=== Data for processing ===

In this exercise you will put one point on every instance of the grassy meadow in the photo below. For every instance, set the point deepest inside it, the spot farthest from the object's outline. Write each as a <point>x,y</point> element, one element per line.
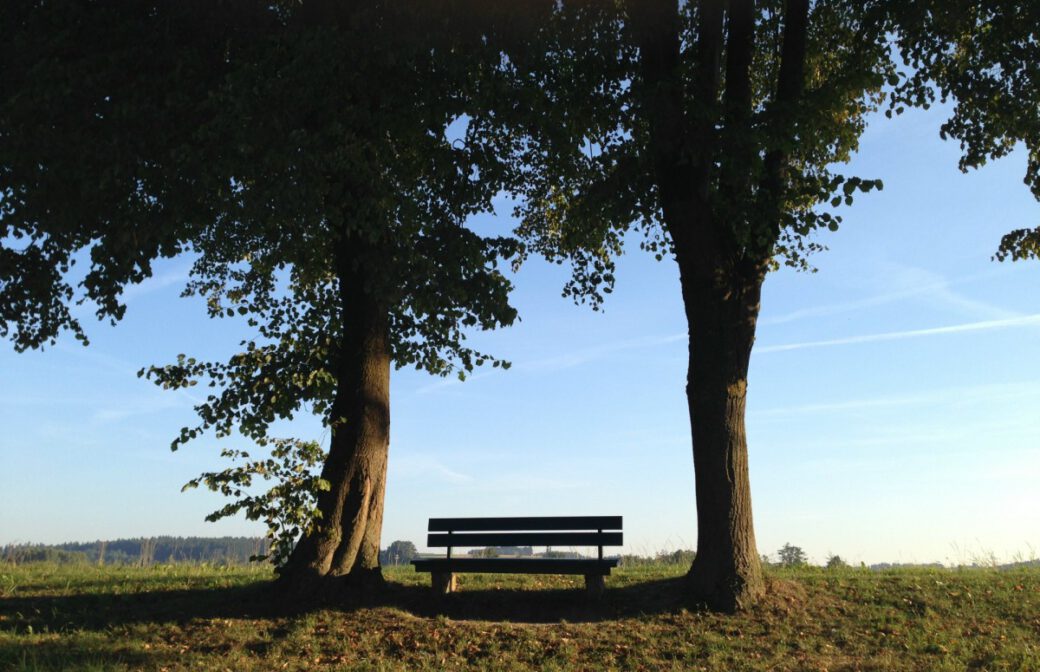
<point>185,617</point>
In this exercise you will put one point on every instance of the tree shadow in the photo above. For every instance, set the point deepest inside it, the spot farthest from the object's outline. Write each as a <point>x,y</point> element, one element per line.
<point>98,612</point>
<point>540,605</point>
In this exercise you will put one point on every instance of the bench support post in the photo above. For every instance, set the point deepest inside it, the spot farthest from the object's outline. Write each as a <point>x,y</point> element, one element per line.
<point>595,584</point>
<point>443,583</point>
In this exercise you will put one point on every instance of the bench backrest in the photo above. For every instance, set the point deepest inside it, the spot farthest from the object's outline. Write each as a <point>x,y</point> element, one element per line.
<point>557,531</point>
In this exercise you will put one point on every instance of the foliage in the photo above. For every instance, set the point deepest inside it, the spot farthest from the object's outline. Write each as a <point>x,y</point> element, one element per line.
<point>346,176</point>
<point>791,557</point>
<point>99,165</point>
<point>398,552</point>
<point>287,508</point>
<point>983,57</point>
<point>206,618</point>
<point>588,164</point>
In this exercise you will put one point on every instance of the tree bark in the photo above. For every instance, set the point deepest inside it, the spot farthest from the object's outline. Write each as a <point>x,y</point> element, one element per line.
<point>726,572</point>
<point>344,544</point>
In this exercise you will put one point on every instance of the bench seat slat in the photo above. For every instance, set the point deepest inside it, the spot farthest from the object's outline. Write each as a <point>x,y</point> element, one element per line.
<point>517,565</point>
<point>524,523</point>
<point>526,539</point>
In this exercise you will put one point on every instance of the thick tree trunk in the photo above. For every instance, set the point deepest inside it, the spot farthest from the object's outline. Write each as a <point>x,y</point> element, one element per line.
<point>726,572</point>
<point>344,544</point>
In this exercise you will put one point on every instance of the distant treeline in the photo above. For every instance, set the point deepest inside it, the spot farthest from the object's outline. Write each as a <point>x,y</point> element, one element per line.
<point>229,550</point>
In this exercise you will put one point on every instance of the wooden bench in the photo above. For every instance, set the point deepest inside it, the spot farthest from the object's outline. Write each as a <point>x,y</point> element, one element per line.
<point>564,531</point>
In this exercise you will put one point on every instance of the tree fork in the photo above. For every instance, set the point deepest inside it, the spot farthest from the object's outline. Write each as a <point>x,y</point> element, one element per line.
<point>726,572</point>
<point>345,540</point>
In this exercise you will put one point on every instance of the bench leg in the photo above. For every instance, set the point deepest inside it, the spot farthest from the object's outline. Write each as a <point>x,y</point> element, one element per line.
<point>443,583</point>
<point>595,584</point>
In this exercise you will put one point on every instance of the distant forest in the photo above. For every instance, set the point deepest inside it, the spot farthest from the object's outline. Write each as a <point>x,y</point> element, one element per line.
<point>230,550</point>
<point>150,550</point>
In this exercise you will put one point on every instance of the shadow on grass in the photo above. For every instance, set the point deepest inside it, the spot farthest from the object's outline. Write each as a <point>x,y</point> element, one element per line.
<point>540,605</point>
<point>98,612</point>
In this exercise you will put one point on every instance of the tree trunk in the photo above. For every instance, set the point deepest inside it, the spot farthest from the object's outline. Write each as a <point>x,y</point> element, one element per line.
<point>721,314</point>
<point>344,544</point>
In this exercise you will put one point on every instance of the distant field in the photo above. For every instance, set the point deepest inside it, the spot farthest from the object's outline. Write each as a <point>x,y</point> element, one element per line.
<point>184,617</point>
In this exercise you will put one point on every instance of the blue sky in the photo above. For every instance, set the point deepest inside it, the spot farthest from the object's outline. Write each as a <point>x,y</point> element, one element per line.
<point>892,401</point>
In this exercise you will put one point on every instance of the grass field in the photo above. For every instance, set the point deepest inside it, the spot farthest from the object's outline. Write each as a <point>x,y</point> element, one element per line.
<point>182,617</point>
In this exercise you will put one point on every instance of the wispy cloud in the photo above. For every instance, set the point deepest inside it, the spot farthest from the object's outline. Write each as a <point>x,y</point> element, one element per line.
<point>139,407</point>
<point>413,466</point>
<point>902,283</point>
<point>988,325</point>
<point>155,283</point>
<point>973,394</point>
<point>562,362</point>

===

**Work to be completed:**
Output the data above in full. Skip every picture.

**Exercise solution:**
In this exercise you will put one point on every instance of the grassy meadow in the photo below. For every instance, set the point deepest inside it, the spot farthest from the object's outline. Write each as a <point>x,y</point> element, one element per line.
<point>185,617</point>
In this exercise you will put one point on every instance of the tree shadow in the photo above. For every instance, set the point deepest inside it, the spot farthest from the object's outline. Write each as a <point>x,y</point> element, one element per line.
<point>98,612</point>
<point>540,605</point>
In this exercise you will put one point on every instance of the bench support post in the photo above. For every instance, set the point deepest inside it, the spot farthest from the object's outline. Write each as a <point>x,y</point> element, one element per line.
<point>595,584</point>
<point>443,583</point>
In this exercise you will put one point on every instance of the bench backrest in the photo above. For every instance, set the point deepest inside it, the spot farthest from the object's outline. Write each as a <point>x,y</point> element, one element per line.
<point>557,531</point>
In this exercise you will put one point on every instance of the foliage in the photo above. For every instance, set the point deepest inside it, the spot farthest from the object's outline. Write each as a <point>x,y</point> element, one element per line.
<point>346,176</point>
<point>791,557</point>
<point>99,165</point>
<point>398,552</point>
<point>287,508</point>
<point>983,57</point>
<point>206,618</point>
<point>588,164</point>
In this exercise you will put one point on every instance of the tree bark in the photo above. For every instance, set the point deepest inside it, the spot farthest from the object's outline. Write each as a <point>x,y</point> element, one element per line.
<point>726,572</point>
<point>344,544</point>
In this exercise you will put one point on every instance of the bench seat slat in the photo above. For every instance, set the point deepest inside it, the spot farthest from the object's outline. Write each as a <point>x,y</point> element, one element per line.
<point>517,565</point>
<point>524,523</point>
<point>526,539</point>
In this exercise you will put one point on every instance of the thick tree trunk in the photo above. For every instance, set the point deepest inside it, the spot farthest from the object's outline. Write each as a <point>x,y</point> element, one element per line.
<point>726,572</point>
<point>344,544</point>
In this exercise you will put one point on every instance of the distant treeline in the photo above. For every instance, set the point deepest inside it, the spot farthest from the object's outline. Write each as a <point>x,y</point> element, one element per line.
<point>229,550</point>
In this exercise you will put one point on every instance of the wooden bench in the photo above. For every instance, set the point deepest inside it, the spot farthest from the object's outline. Write each as a <point>x,y</point> element, one element per line.
<point>564,531</point>
In this exercise you will put one point on every instance of the tree fork in the photo above. For every instance, set the point deepest inside it, the spot farthest from the object's outline. Write each as a <point>x,y</point> element, one element per line.
<point>726,572</point>
<point>345,540</point>
In this exercise you will put one point on every instance of the bench leg in the photo above. For every instance, set the point deepest inside it, the spot farthest from the object's outline. Write each as a <point>x,y</point> element, one element per line.
<point>443,583</point>
<point>595,584</point>
In this exercise you will put one point on every instance of the distant forest in the photo above. For every instance, set the point deepest inside it, the spot farthest from the object's outline. Write each as a <point>x,y</point> element, one element per line.
<point>230,550</point>
<point>150,550</point>
In this exercise you will put one point on every instance of the shadow on grass in the photo above. For every instance, set the point deepest inside it, the spot farthest from the object's outline. Write each as a <point>x,y</point> element, one element per line.
<point>540,605</point>
<point>98,612</point>
In this exercise you will put one point on every instance of the tree trunk in the photo above. For every instance, set the point deepest inside it, the spot farthest from the object's outline. Write each as a <point>x,y</point> element, one element per line.
<point>721,314</point>
<point>344,544</point>
In this exercise you will put one point on every instance of the distant field in the photo above. For every instance, set the point deepest inside it, the spot farthest from the object's outline. Write each as a <point>x,y</point> element, one element per line.
<point>184,617</point>
In this exercise you will put one point on every instance of the blue sky in the photo above. For every instance, set the point deepest inside it, the spot farthest from the object's outline. Write each as a <point>x,y</point> element, one element per line.
<point>892,401</point>
In this exercise you will put one point on every instance of the grass field in the photo above. For every instance, set the point deepest inside it, the spot farthest from the object's outline. Write each as a <point>x,y</point> element, one element per line.
<point>182,617</point>
In this exercise you will put one point on every instance of the wispy cloud in the photo above. For every instance, set the point deepest inside it, the spot farthest from the object's outline. Write each as a <point>x,y</point> element, one element per line.
<point>139,407</point>
<point>413,466</point>
<point>902,283</point>
<point>988,325</point>
<point>155,283</point>
<point>973,394</point>
<point>562,362</point>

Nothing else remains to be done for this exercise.